Stored data:
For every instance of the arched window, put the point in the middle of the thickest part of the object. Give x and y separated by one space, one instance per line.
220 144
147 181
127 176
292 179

The problem:
Convert every line of the data above into a JSON array of strings, one string per line, skipping any blank lines.

Final answer:
[
  "For every instance of the arched window, put the point in the middle of the thickest part of the object. Give x and y separated by one space, one instance per line.",
  "220 144",
  "147 181",
  "127 176",
  "292 179"
]